Questions to answer:
1. List every timestamp that appears in the pull request thread below.
2. Based on the pull request thread below, decide whether each statement is true. Answer yes or no, and quote the words that decide it: (a) Parallelism had been disabled in a ninja commit last year. (b) Simn asked Copilot to survey the Parallel occurrences in typer.ml. (c) Copilot opened pull request #12748.
3. Echo the pull request thread below word for word, from "Simn · 2026-03-05T19:04:14Z" to "an upstream problem.".

Excerpted text:
####
Enable parallelism again by Simn · Pull Request #12747 · HaxeFoundation/haxe

Simn · 2026-03-05T19:04:14Z

This was randomly disabled in some ninja commit last year and I never noticed it. We even added -D disable-parallelism to optionally disable it, so I'm a little confused by it's disabled by default. But either way, let's get this working properly.

Simn · 2026-03-05T19:06:11Z

@copilot Please survey all the Parallel occurrences in filters.ml and trace through the code to find potential data races. Also, we've experienced some memory leaks in the past, but it is unclear if that was our fault or an upstream problem.

Copilot · 2026-03-05T19:06:19Z

@Simn I've opened a new pull request, #12748, to work on those changes. Once the pull request is ready, I'll request review from you.
####
Data supplied:
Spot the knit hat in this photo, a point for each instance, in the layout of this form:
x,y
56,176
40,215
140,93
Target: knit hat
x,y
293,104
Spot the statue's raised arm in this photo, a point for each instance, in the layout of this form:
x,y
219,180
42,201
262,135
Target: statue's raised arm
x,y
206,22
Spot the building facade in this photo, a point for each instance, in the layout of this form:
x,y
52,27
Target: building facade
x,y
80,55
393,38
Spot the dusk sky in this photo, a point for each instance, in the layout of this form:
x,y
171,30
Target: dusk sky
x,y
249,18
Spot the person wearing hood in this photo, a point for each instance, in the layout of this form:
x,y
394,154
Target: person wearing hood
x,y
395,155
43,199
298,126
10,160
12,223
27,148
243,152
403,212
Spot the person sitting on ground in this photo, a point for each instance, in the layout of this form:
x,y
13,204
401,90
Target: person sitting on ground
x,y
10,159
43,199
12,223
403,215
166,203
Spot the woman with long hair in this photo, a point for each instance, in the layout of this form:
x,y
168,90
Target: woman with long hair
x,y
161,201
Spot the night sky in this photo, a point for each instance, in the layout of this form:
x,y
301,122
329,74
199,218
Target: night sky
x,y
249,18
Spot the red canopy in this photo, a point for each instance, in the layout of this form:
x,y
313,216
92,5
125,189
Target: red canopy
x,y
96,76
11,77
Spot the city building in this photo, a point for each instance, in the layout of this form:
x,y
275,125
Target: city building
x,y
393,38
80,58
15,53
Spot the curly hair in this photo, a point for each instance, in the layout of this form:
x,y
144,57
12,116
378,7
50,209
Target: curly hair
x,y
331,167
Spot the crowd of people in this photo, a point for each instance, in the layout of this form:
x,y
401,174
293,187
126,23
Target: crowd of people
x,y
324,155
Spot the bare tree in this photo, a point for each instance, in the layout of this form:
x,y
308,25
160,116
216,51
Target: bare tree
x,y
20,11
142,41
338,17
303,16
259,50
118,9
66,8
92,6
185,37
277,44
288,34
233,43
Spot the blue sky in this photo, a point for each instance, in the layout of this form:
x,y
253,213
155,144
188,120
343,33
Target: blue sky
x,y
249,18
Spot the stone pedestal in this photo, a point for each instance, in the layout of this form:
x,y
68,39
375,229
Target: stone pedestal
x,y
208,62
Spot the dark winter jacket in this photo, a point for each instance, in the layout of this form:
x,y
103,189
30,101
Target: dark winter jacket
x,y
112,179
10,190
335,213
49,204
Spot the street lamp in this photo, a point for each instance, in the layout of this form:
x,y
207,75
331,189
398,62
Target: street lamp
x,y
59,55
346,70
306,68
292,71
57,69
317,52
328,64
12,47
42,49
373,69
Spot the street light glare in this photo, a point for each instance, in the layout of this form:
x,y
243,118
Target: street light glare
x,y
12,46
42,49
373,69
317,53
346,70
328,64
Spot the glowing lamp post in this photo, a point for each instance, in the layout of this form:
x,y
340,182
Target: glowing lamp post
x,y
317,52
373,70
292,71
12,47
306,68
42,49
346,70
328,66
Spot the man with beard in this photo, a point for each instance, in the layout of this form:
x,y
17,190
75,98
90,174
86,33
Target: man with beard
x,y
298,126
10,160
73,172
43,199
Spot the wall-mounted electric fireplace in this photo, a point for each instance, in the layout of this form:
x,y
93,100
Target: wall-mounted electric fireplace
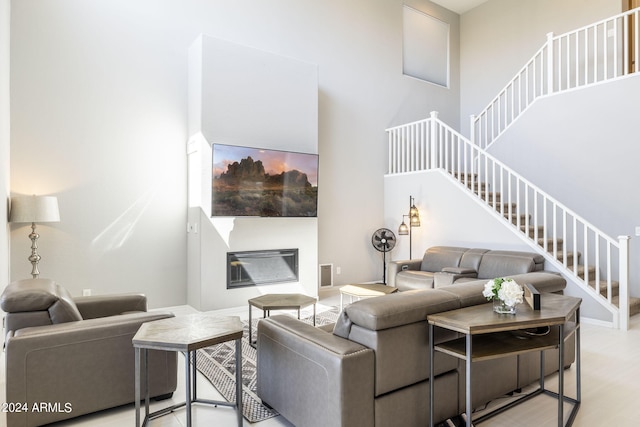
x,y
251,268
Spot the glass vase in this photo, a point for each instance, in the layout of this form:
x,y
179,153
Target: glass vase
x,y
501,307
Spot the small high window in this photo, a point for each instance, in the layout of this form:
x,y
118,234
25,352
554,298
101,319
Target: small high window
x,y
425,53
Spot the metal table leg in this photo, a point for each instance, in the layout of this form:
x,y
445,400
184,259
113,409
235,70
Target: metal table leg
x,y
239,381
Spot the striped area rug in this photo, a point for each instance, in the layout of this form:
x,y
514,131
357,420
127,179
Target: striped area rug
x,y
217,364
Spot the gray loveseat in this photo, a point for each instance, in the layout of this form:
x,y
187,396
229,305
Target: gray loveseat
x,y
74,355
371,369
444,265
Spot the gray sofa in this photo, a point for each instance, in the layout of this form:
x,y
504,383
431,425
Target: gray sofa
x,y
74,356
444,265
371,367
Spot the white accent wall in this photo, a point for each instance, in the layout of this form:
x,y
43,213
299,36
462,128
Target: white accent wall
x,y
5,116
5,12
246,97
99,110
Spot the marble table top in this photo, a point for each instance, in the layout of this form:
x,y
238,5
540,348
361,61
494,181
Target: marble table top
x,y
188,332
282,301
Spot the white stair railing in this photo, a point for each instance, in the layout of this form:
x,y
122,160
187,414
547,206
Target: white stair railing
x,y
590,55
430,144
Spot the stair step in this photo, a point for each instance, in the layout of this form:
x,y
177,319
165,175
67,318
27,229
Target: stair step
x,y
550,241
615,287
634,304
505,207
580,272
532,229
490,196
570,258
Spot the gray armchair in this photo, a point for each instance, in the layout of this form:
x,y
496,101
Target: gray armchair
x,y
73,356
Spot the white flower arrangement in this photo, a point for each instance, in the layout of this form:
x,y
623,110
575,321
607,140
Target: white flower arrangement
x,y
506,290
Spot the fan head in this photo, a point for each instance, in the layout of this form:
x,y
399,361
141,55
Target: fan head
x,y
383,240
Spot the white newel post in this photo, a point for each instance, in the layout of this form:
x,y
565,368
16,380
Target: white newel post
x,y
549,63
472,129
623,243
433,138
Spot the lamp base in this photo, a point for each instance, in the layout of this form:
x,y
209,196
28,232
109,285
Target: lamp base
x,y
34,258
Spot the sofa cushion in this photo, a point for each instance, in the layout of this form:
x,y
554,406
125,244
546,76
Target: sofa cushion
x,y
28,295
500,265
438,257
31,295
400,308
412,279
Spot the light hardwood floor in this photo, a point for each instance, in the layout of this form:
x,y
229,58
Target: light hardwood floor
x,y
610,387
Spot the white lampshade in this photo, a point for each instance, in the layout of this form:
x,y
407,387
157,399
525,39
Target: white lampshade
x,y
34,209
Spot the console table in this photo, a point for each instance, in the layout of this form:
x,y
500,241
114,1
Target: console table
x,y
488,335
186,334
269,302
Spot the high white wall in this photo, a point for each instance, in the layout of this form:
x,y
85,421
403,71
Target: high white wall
####
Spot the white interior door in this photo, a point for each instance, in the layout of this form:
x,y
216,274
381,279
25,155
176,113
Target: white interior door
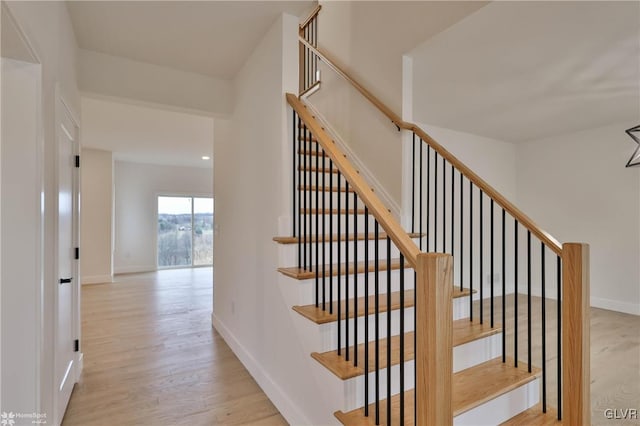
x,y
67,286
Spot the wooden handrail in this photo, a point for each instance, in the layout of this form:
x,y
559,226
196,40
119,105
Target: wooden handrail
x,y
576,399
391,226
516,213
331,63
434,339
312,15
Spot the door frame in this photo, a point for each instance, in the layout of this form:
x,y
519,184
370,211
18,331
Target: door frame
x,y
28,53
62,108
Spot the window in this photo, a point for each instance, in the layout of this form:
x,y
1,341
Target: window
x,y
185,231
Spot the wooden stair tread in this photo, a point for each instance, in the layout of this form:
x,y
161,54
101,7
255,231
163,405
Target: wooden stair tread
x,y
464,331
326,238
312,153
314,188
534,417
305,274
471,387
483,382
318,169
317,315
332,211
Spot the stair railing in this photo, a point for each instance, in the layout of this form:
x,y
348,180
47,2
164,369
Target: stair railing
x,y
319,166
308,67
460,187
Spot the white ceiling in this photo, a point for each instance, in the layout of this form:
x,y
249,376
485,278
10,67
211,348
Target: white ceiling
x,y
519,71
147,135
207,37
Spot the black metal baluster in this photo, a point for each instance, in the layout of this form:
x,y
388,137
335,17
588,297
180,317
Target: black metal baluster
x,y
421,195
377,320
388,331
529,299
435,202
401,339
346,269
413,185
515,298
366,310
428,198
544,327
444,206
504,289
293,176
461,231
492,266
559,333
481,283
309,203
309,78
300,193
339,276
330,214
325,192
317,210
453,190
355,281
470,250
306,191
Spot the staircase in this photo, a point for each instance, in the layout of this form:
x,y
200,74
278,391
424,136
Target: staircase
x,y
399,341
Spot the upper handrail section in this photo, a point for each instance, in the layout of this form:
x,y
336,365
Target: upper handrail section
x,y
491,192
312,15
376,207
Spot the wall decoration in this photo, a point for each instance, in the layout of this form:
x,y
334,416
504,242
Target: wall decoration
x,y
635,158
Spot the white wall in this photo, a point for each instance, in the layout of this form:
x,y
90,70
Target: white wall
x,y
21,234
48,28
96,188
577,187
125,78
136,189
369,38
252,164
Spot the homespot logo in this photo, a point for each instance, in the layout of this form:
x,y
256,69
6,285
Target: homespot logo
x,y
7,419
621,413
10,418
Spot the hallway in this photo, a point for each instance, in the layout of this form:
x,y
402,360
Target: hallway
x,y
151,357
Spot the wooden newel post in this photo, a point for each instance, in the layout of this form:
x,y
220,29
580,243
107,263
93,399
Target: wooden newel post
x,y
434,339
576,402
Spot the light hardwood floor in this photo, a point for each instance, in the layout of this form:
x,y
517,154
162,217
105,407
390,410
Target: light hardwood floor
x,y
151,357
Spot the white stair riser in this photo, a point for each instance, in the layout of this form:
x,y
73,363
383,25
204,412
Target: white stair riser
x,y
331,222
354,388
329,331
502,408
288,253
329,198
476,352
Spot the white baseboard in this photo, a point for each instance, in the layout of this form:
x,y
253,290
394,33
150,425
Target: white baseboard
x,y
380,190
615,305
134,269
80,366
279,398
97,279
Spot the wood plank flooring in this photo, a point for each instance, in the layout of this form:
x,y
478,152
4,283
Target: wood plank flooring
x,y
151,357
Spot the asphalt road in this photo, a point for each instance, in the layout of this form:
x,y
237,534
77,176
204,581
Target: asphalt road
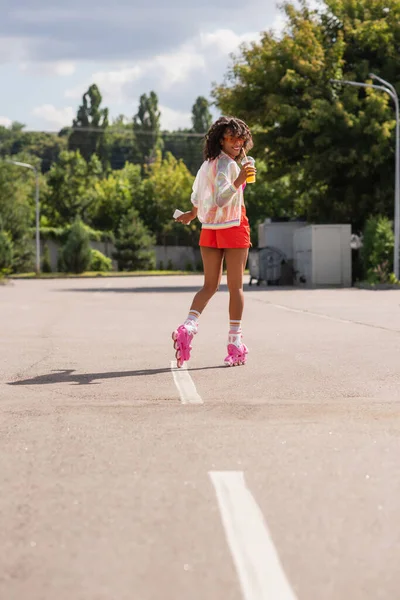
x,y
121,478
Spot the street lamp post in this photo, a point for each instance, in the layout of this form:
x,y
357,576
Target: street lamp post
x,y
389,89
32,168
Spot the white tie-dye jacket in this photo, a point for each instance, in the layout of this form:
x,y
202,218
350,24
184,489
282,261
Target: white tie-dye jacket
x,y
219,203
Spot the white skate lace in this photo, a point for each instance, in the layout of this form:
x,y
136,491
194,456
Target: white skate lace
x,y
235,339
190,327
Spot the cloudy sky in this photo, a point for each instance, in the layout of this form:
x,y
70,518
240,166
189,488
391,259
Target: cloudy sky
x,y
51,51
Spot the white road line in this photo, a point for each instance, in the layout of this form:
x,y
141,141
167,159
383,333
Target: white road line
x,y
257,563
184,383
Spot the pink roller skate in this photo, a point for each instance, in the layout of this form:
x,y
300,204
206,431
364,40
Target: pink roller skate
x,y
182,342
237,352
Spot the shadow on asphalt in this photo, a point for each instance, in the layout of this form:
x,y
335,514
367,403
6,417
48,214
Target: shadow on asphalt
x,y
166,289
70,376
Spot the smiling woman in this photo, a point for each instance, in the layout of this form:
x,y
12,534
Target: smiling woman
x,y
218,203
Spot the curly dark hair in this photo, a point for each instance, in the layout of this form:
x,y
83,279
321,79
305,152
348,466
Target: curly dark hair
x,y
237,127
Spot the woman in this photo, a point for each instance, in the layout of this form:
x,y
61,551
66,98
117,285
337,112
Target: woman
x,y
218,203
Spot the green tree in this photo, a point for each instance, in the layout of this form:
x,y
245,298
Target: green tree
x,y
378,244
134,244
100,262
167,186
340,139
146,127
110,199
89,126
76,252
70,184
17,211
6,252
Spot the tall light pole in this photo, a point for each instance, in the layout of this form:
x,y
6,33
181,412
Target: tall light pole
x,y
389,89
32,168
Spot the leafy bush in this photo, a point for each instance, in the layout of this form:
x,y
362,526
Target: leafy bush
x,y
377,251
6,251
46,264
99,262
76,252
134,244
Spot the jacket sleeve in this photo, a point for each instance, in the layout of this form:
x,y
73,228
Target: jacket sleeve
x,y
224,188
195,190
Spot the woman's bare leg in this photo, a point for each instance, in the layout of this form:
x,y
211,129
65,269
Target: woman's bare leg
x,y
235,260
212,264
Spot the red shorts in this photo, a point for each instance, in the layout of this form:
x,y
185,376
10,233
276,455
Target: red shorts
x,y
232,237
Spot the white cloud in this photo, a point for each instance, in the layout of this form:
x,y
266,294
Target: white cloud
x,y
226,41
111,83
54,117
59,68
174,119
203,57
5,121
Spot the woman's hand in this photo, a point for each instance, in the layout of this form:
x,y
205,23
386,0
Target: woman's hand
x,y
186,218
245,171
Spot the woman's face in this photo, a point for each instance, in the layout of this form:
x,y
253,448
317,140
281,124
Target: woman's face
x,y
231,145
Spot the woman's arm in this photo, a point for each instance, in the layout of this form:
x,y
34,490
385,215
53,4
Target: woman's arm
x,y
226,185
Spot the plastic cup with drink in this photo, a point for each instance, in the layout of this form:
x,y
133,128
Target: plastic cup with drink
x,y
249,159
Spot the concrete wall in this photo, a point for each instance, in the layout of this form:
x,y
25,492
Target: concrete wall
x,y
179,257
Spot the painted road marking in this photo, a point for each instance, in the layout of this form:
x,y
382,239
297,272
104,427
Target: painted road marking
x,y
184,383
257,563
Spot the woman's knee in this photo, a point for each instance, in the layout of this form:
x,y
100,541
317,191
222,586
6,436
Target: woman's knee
####
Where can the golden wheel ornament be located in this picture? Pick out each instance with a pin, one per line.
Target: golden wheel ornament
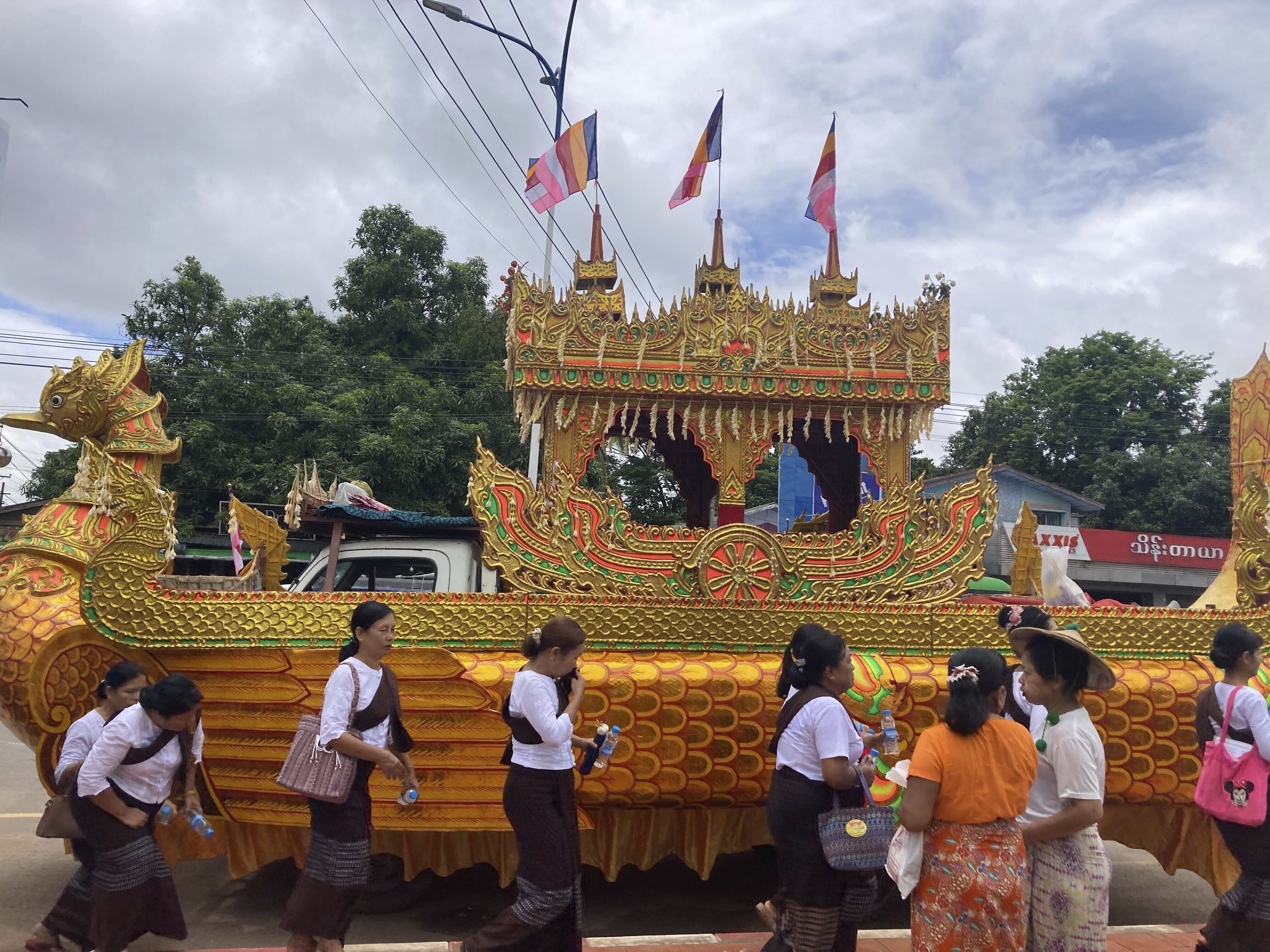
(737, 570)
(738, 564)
####
Results of the exercise:
1.
2026-03-05T19:04:14Z
2026-03-05T19:06:11Z
2026-03-05T19:06:19Z

2.
(a) Yes: "This was randomly disabled in some ninja commit last year"
(b) No: "Please survey all the Parallel occurrences in filters.ml"
(c) Yes: "I've opened a new pull request, #12748, to work on those changes."

3.
Simn · 2026-03-05T19:04:14Z

This was randomly disabled in some ninja commit last year and I never noticed it. We even added -D disable-parallelism to optionally disable it, so I'm a little confused by it's disabled by default. But either way, let's get this working properly.

Simn · 2026-03-05T19:06:11Z

@copilot Please survey all the Parallel occurrences in filters.ml and trace through the code to find potential data races. Also, we've experienced some memory leaks in the past, but it is unclear if that was our fault or an upstream problem.